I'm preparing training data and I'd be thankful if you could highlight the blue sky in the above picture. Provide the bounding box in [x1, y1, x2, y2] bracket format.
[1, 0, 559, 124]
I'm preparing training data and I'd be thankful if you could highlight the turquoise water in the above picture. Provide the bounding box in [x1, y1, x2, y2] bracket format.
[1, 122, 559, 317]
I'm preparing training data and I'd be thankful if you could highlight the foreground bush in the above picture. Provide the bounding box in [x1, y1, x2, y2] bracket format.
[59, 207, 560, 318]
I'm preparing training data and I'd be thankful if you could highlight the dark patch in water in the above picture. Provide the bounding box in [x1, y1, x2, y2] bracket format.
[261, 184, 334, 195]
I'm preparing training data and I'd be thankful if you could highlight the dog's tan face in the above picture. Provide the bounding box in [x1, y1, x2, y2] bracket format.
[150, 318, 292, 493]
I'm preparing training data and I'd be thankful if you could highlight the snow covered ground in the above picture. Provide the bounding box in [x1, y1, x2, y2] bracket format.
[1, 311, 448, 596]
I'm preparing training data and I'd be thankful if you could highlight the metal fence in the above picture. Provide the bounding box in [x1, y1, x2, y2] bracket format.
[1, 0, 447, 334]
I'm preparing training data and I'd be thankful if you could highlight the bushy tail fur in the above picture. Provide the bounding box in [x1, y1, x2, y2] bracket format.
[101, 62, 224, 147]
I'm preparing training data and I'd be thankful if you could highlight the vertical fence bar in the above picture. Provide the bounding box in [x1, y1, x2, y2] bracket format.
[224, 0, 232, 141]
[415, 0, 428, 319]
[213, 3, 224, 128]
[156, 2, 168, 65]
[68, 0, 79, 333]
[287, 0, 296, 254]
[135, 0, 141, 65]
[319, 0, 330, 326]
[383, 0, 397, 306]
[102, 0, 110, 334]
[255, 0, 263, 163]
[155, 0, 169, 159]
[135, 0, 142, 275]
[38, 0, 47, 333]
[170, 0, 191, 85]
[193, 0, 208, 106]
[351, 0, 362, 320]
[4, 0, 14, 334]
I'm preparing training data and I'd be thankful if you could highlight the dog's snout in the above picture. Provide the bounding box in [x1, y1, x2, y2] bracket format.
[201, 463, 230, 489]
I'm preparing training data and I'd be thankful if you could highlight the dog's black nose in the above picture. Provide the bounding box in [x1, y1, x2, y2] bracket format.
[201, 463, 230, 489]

# Your objective
All of the records above should be given again exactly as written.

# Output below
I'm preparing training data and I'd be thankful if you could highlight the blue sky in the above picture. Provide the bounding box in [x1, y1, x2, y2] bracket format.
[1, 0, 559, 124]
I'm preparing training data and I'd be thankful if you could highlight the turquoise water in the above picture. Provide the bounding box in [x1, y1, x2, y2] bracket format.
[1, 122, 559, 317]
I'm preparing training data and I'd be thankful if you could highlight the foreground bush in the above picture. Provide the bounding box in [x1, y1, x2, y2] bracket format.
[59, 207, 560, 318]
I'm preparing training data and I'd be thankful if you could highlight the dark patch in water in the above picture. Provide the bounding box in [x1, y1, x2, y2] bracket format.
[261, 184, 334, 195]
I'm preparing training data and I'd be thankful if you could highlight the dog's tan face in the above picture. Provide the bounding box in [x1, y1, x2, y2] bracket format.
[150, 318, 292, 493]
I'm preparing training data and I'd be thankful if you could highlight the snow covered ground in the above picture. Provide the bounding box in [x1, y1, x2, y2] bracket format.
[1, 311, 448, 596]
I'm preparing training data and I'd be thankful if you could highlight the metal fence in the above picture. Provide the bounding box in [x1, y1, x2, y2] bracket format.
[1, 0, 447, 334]
I'm preparing training data and I'd be thankful if you could highlight the bushy tail fur in the above picture. Provide the bounding box in [x1, y1, x2, y2] bracket format.
[101, 62, 224, 147]
I'm preparing training data and I'd be thankful if you could highlight the vertical fence bar in the above picture. Provide the bounding box in [x1, y1, x2, y2] bracket format.
[224, 0, 232, 141]
[415, 0, 428, 319]
[213, 3, 224, 128]
[156, 2, 168, 65]
[68, 0, 79, 333]
[287, 0, 296, 254]
[135, 0, 141, 65]
[319, 0, 330, 326]
[383, 0, 397, 306]
[102, 0, 110, 334]
[255, 0, 263, 163]
[155, 0, 169, 159]
[135, 0, 142, 275]
[38, 0, 47, 333]
[170, 0, 191, 85]
[193, 0, 208, 106]
[351, 0, 362, 320]
[4, 0, 14, 334]
I'm preparing training data and I'd be thankful if you could highlight the dog's snout in the above picture. Provide the bounding box in [x1, y1, x2, y2] bracket format.
[201, 463, 230, 489]
I'm preparing training data and I'd be thankful if you could highlight the dog's black nose in the above picture. Provide the bounding box in [x1, y1, x2, y2] bracket format.
[201, 463, 230, 489]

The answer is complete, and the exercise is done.